:: EXERCISE A ::
Answer these questions from the Green Building Initiative text, marking each answer the same way:
(i) In which city is the organization headquartered?
(ii) In what year was the Green Globes certification program launched in the U.S.?
(iii) What is the name of the United Kingdom system from which Green Globes originated?
:: EXERCISE B ::
Print a verbatim copy of the Green Building Initiative text, starting at the words "Green Building Initiative" and stopping after "in Portland, Oregon.".

:: TEXT SHOWN ::
————

Green Building Initiative (GBI) is a 501(c)(3) nonprofit organization that owns and administers the Green Globes green building assessment and certification in the United States and Canada. It was established in 2004 and is headquartered in Portland, Oregon.

The organization works to accelerate the adoption of building practices that result in resource-efficient, healthier and environmentally sustainable buildings. It educates through the Green Globes certification program and Guiding Principles Compliance for federal building sustainability requirements, which provide independent verification for green building and operational practices. GBI focuses on energy conservation, reduced water consumption, responsible use of materials, ecological stewardship and healthy indoor environments for occupants.

History
GBI acquired the U.S. rights to the Green Globes building assessment and certification program in 2004 and adapted it for the U.S. market as an alternative to the commercial building rating system. The Green Globes certification program was launched in the U.S. in 2005 as an online building design management tool for architects and builders of sustainable commercial buildings. Green Globes originated from a system started in 1990 in the United Kingdom called BREEAM (Building Research Establishment Environmental Assessment Method). In an effort to make the tool more user-friendly, the standard was turned into a questionnaire-based rating tool. It was later converted to a web-based format, renamed Green Globes and marketed throughout the U.S. by GBI.

Green Globes eventually came to include modules for New Construction (NC), Existing Buildings (EB), Existing Healthcare Buildings and Sustainable Interiors (SI). GBI offers these programs to builders, designers and building managers.

In 2005, GBI was accredited as a standards developer through the American National Standards Institute (ANSI). It developed the ANSI/GBI 01-2010: Green Building Assessment Protocol for Commercial Buildings to guide the development of Green Globes products. The organization began updating the ANSI Standard in 2016, which was completed in 2018 and titled Green Globes Assessment Protocol for Commercial Buildings.

————

:: ITEMS ::

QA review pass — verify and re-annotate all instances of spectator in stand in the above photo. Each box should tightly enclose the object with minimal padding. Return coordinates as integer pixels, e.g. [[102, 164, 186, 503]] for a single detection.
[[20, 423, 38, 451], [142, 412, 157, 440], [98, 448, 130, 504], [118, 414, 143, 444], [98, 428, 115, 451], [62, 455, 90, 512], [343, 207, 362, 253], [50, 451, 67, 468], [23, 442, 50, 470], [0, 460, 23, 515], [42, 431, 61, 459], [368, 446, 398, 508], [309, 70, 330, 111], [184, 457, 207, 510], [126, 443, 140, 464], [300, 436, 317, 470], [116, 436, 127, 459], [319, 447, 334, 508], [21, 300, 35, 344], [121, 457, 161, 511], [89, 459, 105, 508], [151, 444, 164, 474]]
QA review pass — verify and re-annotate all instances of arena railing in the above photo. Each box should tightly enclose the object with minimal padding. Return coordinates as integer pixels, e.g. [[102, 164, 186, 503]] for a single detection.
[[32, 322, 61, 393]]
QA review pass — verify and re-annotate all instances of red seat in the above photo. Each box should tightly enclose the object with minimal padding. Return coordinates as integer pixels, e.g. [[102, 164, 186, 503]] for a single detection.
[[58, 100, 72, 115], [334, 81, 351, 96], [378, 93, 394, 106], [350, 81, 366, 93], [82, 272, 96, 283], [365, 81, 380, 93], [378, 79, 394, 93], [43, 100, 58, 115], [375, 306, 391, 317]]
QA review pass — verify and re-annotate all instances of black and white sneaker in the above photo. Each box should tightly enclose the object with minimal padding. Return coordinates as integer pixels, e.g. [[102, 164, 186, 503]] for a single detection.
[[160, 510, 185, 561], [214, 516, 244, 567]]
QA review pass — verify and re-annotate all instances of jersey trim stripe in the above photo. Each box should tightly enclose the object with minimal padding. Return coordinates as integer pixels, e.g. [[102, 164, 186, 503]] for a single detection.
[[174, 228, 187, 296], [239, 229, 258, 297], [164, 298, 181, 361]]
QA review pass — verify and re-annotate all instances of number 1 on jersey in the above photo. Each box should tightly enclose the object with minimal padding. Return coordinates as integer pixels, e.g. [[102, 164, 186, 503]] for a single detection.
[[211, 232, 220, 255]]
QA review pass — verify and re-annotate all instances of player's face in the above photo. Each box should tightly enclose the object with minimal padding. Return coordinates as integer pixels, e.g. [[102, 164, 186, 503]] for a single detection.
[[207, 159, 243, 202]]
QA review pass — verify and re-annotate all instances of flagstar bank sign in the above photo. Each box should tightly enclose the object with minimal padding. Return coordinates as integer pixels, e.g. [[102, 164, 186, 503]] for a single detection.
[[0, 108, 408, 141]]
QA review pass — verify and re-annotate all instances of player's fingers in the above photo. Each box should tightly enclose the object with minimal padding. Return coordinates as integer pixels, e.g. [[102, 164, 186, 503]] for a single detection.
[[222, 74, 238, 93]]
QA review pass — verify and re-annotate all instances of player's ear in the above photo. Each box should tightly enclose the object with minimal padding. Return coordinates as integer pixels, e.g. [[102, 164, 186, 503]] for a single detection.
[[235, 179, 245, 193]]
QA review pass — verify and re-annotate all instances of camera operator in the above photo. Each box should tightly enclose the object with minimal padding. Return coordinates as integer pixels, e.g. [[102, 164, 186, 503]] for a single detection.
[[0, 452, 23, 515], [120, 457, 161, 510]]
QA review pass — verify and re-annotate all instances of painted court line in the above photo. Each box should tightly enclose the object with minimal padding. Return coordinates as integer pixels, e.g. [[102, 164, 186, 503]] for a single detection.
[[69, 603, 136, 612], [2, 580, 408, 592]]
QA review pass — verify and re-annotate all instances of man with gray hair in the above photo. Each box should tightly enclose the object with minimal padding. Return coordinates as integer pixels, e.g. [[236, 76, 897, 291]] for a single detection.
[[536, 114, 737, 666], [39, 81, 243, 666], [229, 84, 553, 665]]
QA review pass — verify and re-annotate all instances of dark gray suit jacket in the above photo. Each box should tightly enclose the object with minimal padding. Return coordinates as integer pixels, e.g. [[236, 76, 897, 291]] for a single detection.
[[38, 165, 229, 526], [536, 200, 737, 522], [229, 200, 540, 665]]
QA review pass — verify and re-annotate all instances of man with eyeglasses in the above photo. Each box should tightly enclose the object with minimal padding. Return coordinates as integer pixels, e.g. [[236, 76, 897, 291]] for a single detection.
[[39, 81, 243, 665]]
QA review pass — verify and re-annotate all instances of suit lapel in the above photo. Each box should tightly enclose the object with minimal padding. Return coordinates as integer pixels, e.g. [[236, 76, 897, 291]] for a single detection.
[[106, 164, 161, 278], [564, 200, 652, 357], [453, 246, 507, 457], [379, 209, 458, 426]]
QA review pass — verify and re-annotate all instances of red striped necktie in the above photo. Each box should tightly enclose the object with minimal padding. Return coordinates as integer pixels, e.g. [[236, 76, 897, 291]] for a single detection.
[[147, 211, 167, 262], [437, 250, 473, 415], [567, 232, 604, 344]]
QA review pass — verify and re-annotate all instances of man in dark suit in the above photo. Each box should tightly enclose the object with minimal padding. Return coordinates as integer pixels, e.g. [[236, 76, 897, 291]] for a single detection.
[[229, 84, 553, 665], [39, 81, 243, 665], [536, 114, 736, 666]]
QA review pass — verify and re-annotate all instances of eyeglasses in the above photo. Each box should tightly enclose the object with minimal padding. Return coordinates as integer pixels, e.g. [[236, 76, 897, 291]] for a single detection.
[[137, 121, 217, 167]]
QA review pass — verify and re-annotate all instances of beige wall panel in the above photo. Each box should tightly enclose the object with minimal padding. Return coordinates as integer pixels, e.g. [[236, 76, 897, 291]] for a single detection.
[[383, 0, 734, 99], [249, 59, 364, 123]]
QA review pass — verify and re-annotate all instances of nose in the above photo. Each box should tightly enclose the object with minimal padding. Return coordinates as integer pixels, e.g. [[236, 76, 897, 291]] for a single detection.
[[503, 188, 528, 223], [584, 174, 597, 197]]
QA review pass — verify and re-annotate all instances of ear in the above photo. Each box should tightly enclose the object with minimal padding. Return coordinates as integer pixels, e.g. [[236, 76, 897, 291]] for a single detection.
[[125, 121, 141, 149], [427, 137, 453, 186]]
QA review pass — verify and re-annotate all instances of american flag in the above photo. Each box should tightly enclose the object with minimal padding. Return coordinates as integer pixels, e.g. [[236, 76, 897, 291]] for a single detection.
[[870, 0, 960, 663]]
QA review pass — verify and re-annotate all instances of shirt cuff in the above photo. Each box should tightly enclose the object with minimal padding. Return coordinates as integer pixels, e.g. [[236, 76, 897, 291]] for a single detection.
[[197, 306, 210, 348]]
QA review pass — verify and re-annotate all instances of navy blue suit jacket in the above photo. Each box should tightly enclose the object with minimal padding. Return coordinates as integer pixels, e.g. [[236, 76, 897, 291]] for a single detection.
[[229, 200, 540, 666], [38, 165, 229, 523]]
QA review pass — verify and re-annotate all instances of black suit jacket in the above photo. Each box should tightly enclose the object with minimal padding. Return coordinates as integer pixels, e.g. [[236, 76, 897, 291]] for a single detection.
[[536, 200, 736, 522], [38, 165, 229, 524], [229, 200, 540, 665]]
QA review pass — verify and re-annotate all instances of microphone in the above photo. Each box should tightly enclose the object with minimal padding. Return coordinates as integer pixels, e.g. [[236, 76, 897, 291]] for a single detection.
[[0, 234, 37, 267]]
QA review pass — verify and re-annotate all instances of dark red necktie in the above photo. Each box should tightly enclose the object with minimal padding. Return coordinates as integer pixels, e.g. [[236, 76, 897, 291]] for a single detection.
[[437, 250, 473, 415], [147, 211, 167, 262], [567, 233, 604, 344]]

————

:: FINISHED ANSWER A ::
(i) Portland, Oregon
(ii) 2005
(iii) BREEAM (Building Research Establishment Environmental Assessment Method)

:: FINISHED ANSWER B ::
Green Building Initiative (GBI) is a 501(c)(3) nonprofit organization that owns and administers the Green Globes green building assessment and certification in the United States and Canada. It was established in 2004 and is headquartered in Portland, Oregon.